### What you should do
Transcribe all of the material exactly.

-- begin Dataset records --

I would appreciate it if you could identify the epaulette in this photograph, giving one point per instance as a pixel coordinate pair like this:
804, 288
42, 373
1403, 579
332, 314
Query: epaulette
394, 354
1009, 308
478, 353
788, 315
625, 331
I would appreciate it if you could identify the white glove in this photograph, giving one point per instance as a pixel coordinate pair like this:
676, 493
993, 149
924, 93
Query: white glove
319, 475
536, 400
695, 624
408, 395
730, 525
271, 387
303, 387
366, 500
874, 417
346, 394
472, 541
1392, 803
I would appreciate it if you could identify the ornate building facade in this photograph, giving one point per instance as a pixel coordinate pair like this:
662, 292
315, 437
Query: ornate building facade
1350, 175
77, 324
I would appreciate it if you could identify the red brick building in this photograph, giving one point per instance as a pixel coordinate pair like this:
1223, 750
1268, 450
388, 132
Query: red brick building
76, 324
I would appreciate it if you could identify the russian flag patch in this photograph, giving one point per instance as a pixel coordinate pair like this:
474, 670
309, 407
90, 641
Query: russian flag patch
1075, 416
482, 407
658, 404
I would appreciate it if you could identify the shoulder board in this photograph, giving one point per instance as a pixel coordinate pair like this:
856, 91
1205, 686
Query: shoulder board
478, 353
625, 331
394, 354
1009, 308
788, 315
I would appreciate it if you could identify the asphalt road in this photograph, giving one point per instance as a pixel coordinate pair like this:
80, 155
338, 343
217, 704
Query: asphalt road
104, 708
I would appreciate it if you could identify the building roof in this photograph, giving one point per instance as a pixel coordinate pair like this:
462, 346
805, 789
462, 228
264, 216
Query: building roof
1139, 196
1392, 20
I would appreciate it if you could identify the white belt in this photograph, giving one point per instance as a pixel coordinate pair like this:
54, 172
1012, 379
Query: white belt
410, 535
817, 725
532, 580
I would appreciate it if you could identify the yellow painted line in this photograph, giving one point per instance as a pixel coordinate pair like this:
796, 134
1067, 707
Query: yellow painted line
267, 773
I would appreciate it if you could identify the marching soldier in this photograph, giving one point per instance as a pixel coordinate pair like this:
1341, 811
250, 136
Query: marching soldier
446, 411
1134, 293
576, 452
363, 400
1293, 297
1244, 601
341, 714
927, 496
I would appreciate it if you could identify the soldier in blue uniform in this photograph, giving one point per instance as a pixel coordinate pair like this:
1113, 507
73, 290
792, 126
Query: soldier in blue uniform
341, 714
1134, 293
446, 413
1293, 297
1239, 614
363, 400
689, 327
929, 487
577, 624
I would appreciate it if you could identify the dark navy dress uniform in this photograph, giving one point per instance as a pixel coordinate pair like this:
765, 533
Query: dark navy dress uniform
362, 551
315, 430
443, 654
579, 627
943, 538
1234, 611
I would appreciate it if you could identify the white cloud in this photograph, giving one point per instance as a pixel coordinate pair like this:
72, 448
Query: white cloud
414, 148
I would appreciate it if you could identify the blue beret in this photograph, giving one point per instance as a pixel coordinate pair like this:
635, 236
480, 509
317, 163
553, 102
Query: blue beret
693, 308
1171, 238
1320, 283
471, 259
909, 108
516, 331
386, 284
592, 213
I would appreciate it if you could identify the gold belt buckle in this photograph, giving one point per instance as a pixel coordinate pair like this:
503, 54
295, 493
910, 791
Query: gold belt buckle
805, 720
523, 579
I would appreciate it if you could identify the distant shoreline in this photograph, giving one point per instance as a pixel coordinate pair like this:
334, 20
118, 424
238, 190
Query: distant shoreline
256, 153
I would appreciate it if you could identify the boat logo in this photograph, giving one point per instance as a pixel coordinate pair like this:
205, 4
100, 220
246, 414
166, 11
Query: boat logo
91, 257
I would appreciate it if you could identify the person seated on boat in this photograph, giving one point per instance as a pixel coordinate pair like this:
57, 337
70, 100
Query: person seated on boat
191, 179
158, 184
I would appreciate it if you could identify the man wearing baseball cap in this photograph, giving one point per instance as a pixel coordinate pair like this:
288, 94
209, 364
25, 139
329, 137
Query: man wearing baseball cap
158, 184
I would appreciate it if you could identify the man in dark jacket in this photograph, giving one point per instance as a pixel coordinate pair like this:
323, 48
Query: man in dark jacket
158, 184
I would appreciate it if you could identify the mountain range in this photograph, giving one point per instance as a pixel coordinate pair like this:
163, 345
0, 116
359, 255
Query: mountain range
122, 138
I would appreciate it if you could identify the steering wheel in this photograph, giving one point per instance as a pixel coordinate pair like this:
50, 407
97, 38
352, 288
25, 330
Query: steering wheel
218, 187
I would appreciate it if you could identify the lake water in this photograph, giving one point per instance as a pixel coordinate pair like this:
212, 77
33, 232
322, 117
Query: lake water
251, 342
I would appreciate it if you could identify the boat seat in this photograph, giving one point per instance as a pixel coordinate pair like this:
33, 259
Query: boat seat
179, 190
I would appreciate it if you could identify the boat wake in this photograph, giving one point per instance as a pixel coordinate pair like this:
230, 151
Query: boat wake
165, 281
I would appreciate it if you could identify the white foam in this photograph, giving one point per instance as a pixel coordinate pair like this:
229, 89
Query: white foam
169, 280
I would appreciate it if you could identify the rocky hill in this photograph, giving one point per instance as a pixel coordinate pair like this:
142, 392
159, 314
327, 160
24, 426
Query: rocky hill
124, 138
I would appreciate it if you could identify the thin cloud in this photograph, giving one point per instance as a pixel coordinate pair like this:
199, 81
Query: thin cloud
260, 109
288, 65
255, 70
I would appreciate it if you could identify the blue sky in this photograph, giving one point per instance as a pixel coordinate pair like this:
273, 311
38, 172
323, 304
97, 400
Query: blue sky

-- end Dataset records --

### Exercise answer
I would appreciate it if you could identify the epaulette in this photograph, giving one point per instance as a pixel coordinate pair like this:
804, 288
42, 373
1403, 579
332, 314
Query: epaulette
394, 354
1009, 308
478, 353
788, 315
625, 331
I would appreciate it if you could identify the white glove in this photograph, giving one point per instance as a pixel coordinate pair like this:
676, 493
993, 149
924, 93
Query: white glove
319, 475
536, 400
695, 624
408, 395
730, 525
271, 387
303, 387
366, 500
874, 417
346, 394
472, 541
1392, 803
I would appreciate it if you could identify the ornate building facade in this photograph, giving one point per instance as a pixel coordinate pair like this:
662, 292
315, 437
Query: ornate building facade
1350, 175
77, 324
I would appreciate it if you could identify the red brick building in this photograph, giving one point per instance as a pixel coordinate pair like this:
1223, 750
1268, 450
388, 132
Query: red brick building
76, 324
I would appreciate it if you could identify the russian flag patch in this photograph, giving one point per instance as a pixel coordinate pair like this:
474, 670
309, 407
90, 641
Query: russian flag patch
1075, 416
482, 407
658, 404
I would appreciate it if you could identify the shoulder board in this photograph, giving one point per instance as a pixel coordinate pair like this:
856, 91
1205, 686
Query: shoulder board
478, 353
625, 331
394, 354
1009, 308
788, 315
I would appreciate it if you could identify the asphalt road in this photograph, giving one point per instance as a pixel coordinate pair like this:
80, 155
338, 343
217, 704
Query: asphalt road
104, 708
I would appreciate it if you could identify the building roof in this photograph, giving one point per instance as a pixel coordinate pair like this:
462, 346
805, 789
462, 228
264, 216
Query: building roof
1139, 196
1392, 20
I would appreciate it if you could identify the white belt in this photograph, giving one point per instance as a pixel coordinate pair like this:
54, 172
1012, 379
Query: white belt
410, 535
817, 725
532, 580
I would appreciate it if you could identify the yellow painted line in this photograph, giving one point per instance as a pixel coordinate pair like this:
796, 134
1067, 707
Query: yellow painted line
267, 773
I would appreciate it if you could identify the marching soldier in this photograph, giving one point per instance as a pixel coordinate pair like this:
1341, 811
250, 136
Query: marching soldier
446, 411
1134, 293
576, 452
363, 400
1293, 297
1244, 601
341, 714
927, 496
I would appreciate it if you could identify the soldier in blue uniform in this photograph, giving one point per instance as a pixel coordinate pair like this:
1113, 507
73, 290
792, 126
Query: soldier in blue uniform
341, 714
1134, 293
446, 413
1293, 297
1239, 614
363, 400
689, 327
929, 487
577, 624
I would appreciate it if you could identify the dark navy dress uniform in this photograph, giving one point per instance as a pixel coordinate pair like this:
765, 533
Query: dark navy dress uniform
362, 551
315, 430
443, 654
579, 627
943, 538
1234, 611
I would appreciate it if you could identify the white cloud in this photograph, giving one point per instance as a pixel coordinate pair like this:
72, 448
Query: white cloud
414, 148
I would appreciate it if you could identify the blue beret in this photograph, giving one point per instance as a pixel coordinate pair like this:
635, 236
480, 509
317, 163
553, 102
Query: blue beret
693, 308
1171, 238
1320, 283
471, 259
909, 108
516, 331
386, 284
592, 213
I would appreciate it if you could identify the gold belt buckle in this photograph, giving one point per instance as a pixel coordinate pair like this:
503, 54
295, 493
910, 791
Query: gold belt buckle
805, 720
523, 579
I would appreciate it if you could identify the distant shoreline in this photograph, giving one point per instance as a pixel coordinate pair like this:
334, 20
118, 424
238, 190
Query: distant shoreline
256, 153
I would appreciate it if you could identify the boat logo in this photograph, giving one point per instance as a pixel coordinate pair like this:
205, 4
100, 220
246, 414
166, 11
Query: boat logo
91, 257
I would appreciate it if you could identify the person seated on boat in this photograph, giving one point per instance as a pixel coordinate pair like this:
57, 337
70, 100
Query: person seated on boat
191, 179
158, 184
I would appreciate it if you could identify the man wearing baseball cap in this photograph, giving one point per instance as a pixel coordinate pair like this:
288, 94
209, 364
25, 139
329, 137
Query: man wearing baseball cap
158, 184
I would appreciate it if you could identify the man in dark jacket in this photograph, giving one point per instance as a pixel coordinate pair like this:
323, 48
Query: man in dark jacket
158, 184
I would appreciate it if you could identify the mountain range in this photograph, giving one point per instance as a pixel coordinate pair like this:
163, 345
0, 116
359, 255
Query: mountain range
122, 138
I would appreciate it if you could identify the steering wheel in this photograph, giving one point per instance as a pixel coordinate pair like this:
50, 407
97, 38
352, 288
25, 330
Query: steering wheel
218, 187
I would appreciate it if you could identify the lake water in this photograph, giving one point per instance as a pixel coordinate pair like this:
212, 77
33, 232
322, 117
Query: lake water
251, 342
I would appreciate it if you could identify the boat seat in this photograph, giving one point per instance as a pixel coordinate pair like this:
33, 259
Query: boat seat
179, 190
I would appreciate it if you could identify the boat wake in this photograph, giving one point per instance as a pixel coordinate pair like this:
230, 151
Query: boat wake
165, 281
I would appreciate it if you could identify the white foam in this photograph, giving one point per instance as a pixel coordinate pair like this:
229, 89
Query: white foam
169, 280
I would appreciate it if you could identify the rocky hill in this photograph, giving one point per instance as a pixel coordinate pair like this:
142, 392
159, 314
327, 160
24, 426
Query: rocky hill
124, 138
I would appreciate it if you could identify the thin cloud in this photograph, giving one point per instance as a pixel coordinate pair like this:
199, 81
Query: thin cloud
260, 109
288, 65
255, 70
I would appreciate it if you could identify the blue sky in this photograph, giving one point per instance as a pixel coordinate pair like this:
273, 311
38, 172
323, 304
97, 400
Query: blue sky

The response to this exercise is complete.